PROBLEM TO SOLVE —
Starting at the line that has "Tell me — is the car hood" and continuing through the final row, rewrite those rows with "return" switched to "give" and everything else unchanged.

RECORDS SHOWN —
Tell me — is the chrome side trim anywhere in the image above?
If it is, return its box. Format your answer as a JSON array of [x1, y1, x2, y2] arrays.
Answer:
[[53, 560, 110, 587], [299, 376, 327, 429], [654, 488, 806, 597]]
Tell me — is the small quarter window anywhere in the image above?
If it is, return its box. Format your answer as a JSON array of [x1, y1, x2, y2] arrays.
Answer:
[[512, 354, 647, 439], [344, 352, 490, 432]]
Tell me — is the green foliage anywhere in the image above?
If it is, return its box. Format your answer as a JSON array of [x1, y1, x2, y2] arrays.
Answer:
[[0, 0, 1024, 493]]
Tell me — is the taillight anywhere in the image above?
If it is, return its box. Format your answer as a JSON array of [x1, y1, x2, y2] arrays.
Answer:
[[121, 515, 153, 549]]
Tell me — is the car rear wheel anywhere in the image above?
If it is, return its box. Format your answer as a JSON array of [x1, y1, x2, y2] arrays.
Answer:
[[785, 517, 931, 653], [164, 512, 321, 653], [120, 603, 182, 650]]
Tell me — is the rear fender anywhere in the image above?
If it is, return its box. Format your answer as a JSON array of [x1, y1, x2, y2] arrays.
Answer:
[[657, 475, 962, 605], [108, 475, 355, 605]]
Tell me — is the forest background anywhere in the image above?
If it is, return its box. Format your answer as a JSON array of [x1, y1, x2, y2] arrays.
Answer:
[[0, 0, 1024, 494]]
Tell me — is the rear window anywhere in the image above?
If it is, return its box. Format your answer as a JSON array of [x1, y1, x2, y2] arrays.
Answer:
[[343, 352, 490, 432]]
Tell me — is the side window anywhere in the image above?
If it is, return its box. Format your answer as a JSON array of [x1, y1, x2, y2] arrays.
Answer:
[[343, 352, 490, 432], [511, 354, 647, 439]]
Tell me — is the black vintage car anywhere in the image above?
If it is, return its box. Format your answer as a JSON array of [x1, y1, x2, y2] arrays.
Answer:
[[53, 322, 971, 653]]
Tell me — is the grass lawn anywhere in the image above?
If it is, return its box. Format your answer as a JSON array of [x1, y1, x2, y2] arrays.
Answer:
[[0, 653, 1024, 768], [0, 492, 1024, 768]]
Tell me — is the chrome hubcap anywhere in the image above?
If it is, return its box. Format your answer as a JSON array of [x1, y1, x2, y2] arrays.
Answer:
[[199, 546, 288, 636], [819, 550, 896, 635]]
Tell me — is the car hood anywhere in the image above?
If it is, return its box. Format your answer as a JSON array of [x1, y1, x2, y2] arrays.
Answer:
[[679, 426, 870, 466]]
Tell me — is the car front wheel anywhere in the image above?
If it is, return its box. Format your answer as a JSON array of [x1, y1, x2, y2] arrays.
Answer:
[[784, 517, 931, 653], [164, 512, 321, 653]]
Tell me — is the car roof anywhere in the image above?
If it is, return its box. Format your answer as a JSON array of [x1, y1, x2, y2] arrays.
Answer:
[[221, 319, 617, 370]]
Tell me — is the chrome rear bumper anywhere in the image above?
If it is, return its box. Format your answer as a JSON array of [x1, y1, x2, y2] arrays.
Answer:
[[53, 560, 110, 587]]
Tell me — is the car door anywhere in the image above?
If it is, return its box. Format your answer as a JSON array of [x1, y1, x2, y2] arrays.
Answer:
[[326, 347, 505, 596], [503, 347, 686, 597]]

TASK RESULT —
Tell me — is the car hood anywhere in the image above?
If it is, give its box. Format your answer as a JSON array of [x1, y1, x2, y2] arrays.
Answer:
[[679, 426, 870, 466]]
Tell me — is the car front wheel anywhere in the image above?
If it is, give its box. Format your answer as a JSON array of [x1, y1, x2, y2] arrays.
Answer:
[[784, 517, 931, 653], [164, 512, 321, 653]]
Tell me — is the car roof anywhere in the image above?
If it is, give its box. Format your answer as a JSON array of [x1, y1, x2, y2] arrays.
Answer:
[[221, 319, 617, 370]]
Tell me — is the chrome rear bumper anywhere in the image above?
If it is, give its box. Format your answer as a JSON array of [x1, y1, x2, y2] arrays.
Answer:
[[53, 560, 110, 587]]
Tell me — is the car door anywhere in the image above?
If it is, give its box. Format your answer as a JSON array of [x1, y1, x2, y2] arrays.
Answer:
[[326, 347, 505, 596], [503, 347, 686, 597]]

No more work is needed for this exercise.